DIRECTIVE — Lay out the lines below as a Markdown table with two columns, No. and Line, numbering each row and omitting any blank lines.

Object detection data

****

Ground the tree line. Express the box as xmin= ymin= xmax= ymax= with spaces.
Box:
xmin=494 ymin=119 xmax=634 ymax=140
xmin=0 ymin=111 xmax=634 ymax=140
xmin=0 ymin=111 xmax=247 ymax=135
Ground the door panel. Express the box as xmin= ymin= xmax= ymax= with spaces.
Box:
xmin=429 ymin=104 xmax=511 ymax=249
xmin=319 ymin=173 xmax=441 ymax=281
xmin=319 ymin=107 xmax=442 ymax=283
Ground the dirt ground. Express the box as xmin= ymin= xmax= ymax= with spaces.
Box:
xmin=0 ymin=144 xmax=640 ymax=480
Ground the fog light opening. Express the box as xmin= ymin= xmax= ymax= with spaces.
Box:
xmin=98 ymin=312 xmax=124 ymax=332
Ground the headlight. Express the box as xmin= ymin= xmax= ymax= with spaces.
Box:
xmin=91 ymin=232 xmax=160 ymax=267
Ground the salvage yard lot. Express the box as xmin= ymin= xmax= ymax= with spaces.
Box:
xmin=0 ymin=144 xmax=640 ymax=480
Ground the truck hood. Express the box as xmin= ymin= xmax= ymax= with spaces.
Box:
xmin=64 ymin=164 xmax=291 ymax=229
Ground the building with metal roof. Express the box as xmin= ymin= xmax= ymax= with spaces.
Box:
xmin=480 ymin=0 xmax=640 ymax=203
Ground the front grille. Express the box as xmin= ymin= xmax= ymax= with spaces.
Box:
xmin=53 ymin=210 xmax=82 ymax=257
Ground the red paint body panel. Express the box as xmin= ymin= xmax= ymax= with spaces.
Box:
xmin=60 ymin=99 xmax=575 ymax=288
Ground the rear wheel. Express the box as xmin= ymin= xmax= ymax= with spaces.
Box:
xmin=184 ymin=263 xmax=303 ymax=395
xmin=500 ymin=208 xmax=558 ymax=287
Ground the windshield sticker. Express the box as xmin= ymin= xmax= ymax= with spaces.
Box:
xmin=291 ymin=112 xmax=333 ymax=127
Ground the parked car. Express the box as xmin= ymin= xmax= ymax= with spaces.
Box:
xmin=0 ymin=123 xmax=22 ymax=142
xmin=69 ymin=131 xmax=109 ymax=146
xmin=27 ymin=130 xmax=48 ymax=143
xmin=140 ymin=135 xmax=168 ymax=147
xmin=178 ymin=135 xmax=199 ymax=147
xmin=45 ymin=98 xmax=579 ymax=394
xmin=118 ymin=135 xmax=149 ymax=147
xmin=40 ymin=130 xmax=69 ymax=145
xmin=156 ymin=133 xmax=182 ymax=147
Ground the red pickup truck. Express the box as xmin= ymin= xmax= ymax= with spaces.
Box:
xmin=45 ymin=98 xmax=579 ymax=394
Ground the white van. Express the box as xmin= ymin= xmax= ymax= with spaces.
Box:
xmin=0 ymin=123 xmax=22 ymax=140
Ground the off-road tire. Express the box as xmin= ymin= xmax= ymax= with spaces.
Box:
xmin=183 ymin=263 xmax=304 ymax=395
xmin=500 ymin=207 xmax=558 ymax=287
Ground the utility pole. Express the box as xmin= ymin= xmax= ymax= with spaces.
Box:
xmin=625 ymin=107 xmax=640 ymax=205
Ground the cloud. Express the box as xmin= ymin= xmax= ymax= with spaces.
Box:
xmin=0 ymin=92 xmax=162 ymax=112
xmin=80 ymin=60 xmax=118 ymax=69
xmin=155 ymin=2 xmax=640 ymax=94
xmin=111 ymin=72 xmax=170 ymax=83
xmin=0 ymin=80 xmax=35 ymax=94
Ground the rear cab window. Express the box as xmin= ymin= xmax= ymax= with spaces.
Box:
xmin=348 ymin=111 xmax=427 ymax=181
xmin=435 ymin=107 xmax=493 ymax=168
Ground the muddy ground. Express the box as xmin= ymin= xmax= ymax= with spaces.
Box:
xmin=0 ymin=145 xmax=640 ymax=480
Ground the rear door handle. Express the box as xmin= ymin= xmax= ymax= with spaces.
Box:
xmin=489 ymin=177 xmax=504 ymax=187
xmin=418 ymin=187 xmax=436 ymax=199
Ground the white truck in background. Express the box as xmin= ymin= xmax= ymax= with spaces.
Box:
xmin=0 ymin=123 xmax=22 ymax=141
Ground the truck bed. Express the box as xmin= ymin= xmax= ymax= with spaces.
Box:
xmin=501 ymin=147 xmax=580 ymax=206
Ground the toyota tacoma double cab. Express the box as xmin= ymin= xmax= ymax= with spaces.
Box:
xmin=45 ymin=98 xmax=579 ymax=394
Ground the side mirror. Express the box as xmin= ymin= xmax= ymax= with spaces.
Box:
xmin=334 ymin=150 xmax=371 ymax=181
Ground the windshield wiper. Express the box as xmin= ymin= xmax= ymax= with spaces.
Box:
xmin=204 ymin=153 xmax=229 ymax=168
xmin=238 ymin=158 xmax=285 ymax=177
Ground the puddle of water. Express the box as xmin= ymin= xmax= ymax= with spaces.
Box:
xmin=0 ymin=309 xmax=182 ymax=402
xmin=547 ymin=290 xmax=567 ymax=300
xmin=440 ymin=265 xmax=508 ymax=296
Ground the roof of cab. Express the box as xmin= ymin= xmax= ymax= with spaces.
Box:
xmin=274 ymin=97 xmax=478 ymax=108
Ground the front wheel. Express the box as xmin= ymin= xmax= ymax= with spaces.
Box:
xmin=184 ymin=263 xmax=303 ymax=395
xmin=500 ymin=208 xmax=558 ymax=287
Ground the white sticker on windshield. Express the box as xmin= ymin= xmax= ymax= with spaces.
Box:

****

EXERCISE ANSWER —
| No. | Line |
|---|---|
| 1 | Ground the tree line. Express the box as xmin= ymin= xmax= ymax= with spaces. |
| 2 | Box: |
| 3 | xmin=494 ymin=119 xmax=634 ymax=140 |
| 4 | xmin=0 ymin=111 xmax=634 ymax=140 |
| 5 | xmin=0 ymin=111 xmax=247 ymax=135 |
| 6 | Ground the door panel. Express the box as xmin= ymin= xmax= ymax= with spaces. |
| 7 | Box: |
| 8 | xmin=429 ymin=104 xmax=511 ymax=249 |
| 9 | xmin=319 ymin=173 xmax=441 ymax=281 |
| 10 | xmin=319 ymin=107 xmax=442 ymax=283 |
| 11 | Ground the dirt ground. Express the box as xmin= ymin= xmax= ymax= with spaces. |
| 12 | Box: |
| 13 | xmin=0 ymin=144 xmax=640 ymax=480 |
| 14 | Ground the fog light opening. Express the box as xmin= ymin= xmax= ymax= with spaces. |
| 15 | Box: |
| 16 | xmin=98 ymin=312 xmax=124 ymax=332 |
| 17 | Ground the headlight. Express the box as xmin= ymin= xmax= ymax= with spaces. |
| 18 | Box: |
| 19 | xmin=91 ymin=232 xmax=160 ymax=267 |
| 20 | Ground the salvage yard lot. Express the box as xmin= ymin= xmax= ymax= with spaces. |
| 21 | Box: |
| 22 | xmin=0 ymin=144 xmax=640 ymax=480 |
| 23 | Ground the truck hood. Express the box as xmin= ymin= xmax= ymax= with spaces. |
| 24 | Box: |
| 25 | xmin=64 ymin=164 xmax=291 ymax=229 |
| 26 | Ground the building with metal roof. Express the box as xmin= ymin= xmax= ymax= with spaces. |
| 27 | Box: |
| 28 | xmin=480 ymin=0 xmax=640 ymax=203 |
| 29 | Ground the front grille. Express the box as xmin= ymin= xmax= ymax= with spaces. |
| 30 | Box: |
| 31 | xmin=53 ymin=210 xmax=82 ymax=257 |
| 32 | Ground the red paint body panel. Express the box as xmin= ymin= xmax= ymax= with spaces. |
| 33 | Box: |
| 34 | xmin=60 ymin=99 xmax=575 ymax=288 |
| 35 | Ground the rear wheel. Express the box as xmin= ymin= xmax= ymax= with spaces. |
| 36 | Box: |
| 37 | xmin=184 ymin=263 xmax=303 ymax=395 |
| 38 | xmin=500 ymin=208 xmax=558 ymax=287 |
| 39 | Ground the windshield sticker. Express the box as xmin= ymin= xmax= ymax= with spaces. |
| 40 | Box: |
| 41 | xmin=291 ymin=112 xmax=333 ymax=127 |
| 42 | Ground the parked car. Express the box as xmin= ymin= xmax= ymax= with spaces. |
| 43 | Box: |
| 44 | xmin=0 ymin=123 xmax=22 ymax=142 |
| 45 | xmin=69 ymin=131 xmax=109 ymax=146 |
| 46 | xmin=27 ymin=130 xmax=48 ymax=143 |
| 47 | xmin=140 ymin=135 xmax=168 ymax=147 |
| 48 | xmin=178 ymin=135 xmax=199 ymax=147 |
| 49 | xmin=45 ymin=98 xmax=579 ymax=394 |
| 50 | xmin=118 ymin=135 xmax=149 ymax=147 |
| 51 | xmin=40 ymin=130 xmax=69 ymax=145 |
| 52 | xmin=156 ymin=133 xmax=182 ymax=147 |
| 53 | Ground the red pickup truck. Express the box as xmin= ymin= xmax= ymax= with spaces. |
| 54 | Box: |
| 55 | xmin=45 ymin=98 xmax=579 ymax=394 |
| 56 | Ground the white van. Express the box as xmin= ymin= xmax= ymax= with spaces. |
| 57 | Box: |
| 58 | xmin=0 ymin=123 xmax=22 ymax=140 |
| 59 | Ground the off-road tire. Express the box as xmin= ymin= xmax= ymax= with spaces. |
| 60 | Box: |
| 61 | xmin=183 ymin=263 xmax=304 ymax=395 |
| 62 | xmin=500 ymin=207 xmax=558 ymax=287 |
| 63 | Ground the utility pole. Express the box as xmin= ymin= xmax= ymax= with spaces. |
| 64 | Box: |
| 65 | xmin=625 ymin=107 xmax=640 ymax=205 |
| 66 | Ground the cloud. Express the box as xmin= ymin= xmax= ymax= with spaces. |
| 67 | Box: |
| 68 | xmin=0 ymin=92 xmax=162 ymax=112 |
| 69 | xmin=80 ymin=60 xmax=118 ymax=69 |
| 70 | xmin=155 ymin=2 xmax=640 ymax=94 |
| 71 | xmin=111 ymin=72 xmax=170 ymax=83 |
| 72 | xmin=0 ymin=80 xmax=35 ymax=94 |
| 73 | Ground the rear cab window. Express the box as xmin= ymin= xmax= ymax= with spaces. |
| 74 | Box: |
| 75 | xmin=348 ymin=111 xmax=427 ymax=181 |
| 76 | xmin=435 ymin=107 xmax=493 ymax=168 |
| 77 | Ground the muddy ground. Express the box as xmin= ymin= xmax= ymax= with spaces. |
| 78 | Box: |
| 79 | xmin=0 ymin=145 xmax=640 ymax=480 |
| 80 | Ground the rear door handle. Express the box as xmin= ymin= xmax= ymax= with spaces. |
| 81 | Box: |
| 82 | xmin=489 ymin=177 xmax=504 ymax=187 |
| 83 | xmin=418 ymin=187 xmax=436 ymax=199 |
| 84 | Ground the white truck in background. Express the box as xmin= ymin= xmax= ymax= with spaces. |
| 85 | Box: |
| 86 | xmin=0 ymin=123 xmax=22 ymax=141 |
| 87 | Ground the truck bed. Express the box as xmin= ymin= xmax= ymax= with spaces. |
| 88 | Box: |
| 89 | xmin=501 ymin=147 xmax=580 ymax=206 |
| 90 | Ground the toyota tacoma double cab. Express the box as xmin= ymin= xmax= ymax= with spaces. |
| 91 | Box: |
| 92 | xmin=45 ymin=98 xmax=579 ymax=394 |
| 93 | Ground the side mirror. Express the box as xmin= ymin= xmax= ymax= with spaces. |
| 94 | Box: |
| 95 | xmin=334 ymin=150 xmax=371 ymax=181 |
| 96 | Ground the windshield wiper. Express the box as xmin= ymin= xmax= ymax= with spaces. |
| 97 | Box: |
| 98 | xmin=204 ymin=153 xmax=229 ymax=168 |
| 99 | xmin=238 ymin=158 xmax=285 ymax=177 |
| 100 | Ground the puddle of water. Express the box as xmin= ymin= xmax= ymax= with spaces. |
| 101 | Box: |
| 102 | xmin=0 ymin=309 xmax=182 ymax=402 |
| 103 | xmin=547 ymin=290 xmax=567 ymax=300 |
| 104 | xmin=440 ymin=265 xmax=508 ymax=296 |
| 105 | Ground the roof of cab. Express the box as xmin= ymin= xmax= ymax= with spaces. |
| 106 | Box: |
| 107 | xmin=274 ymin=97 xmax=478 ymax=108 |
| 108 | Ground the front wheel. Express the box as xmin= ymin= xmax= ymax= with spaces. |
| 109 | Box: |
| 110 | xmin=184 ymin=263 xmax=303 ymax=395 |
| 111 | xmin=500 ymin=208 xmax=558 ymax=287 |
| 112 | Ground the white sticker on windshield. Express the box as xmin= ymin= xmax= ymax= with spaces. |
| 113 | Box: |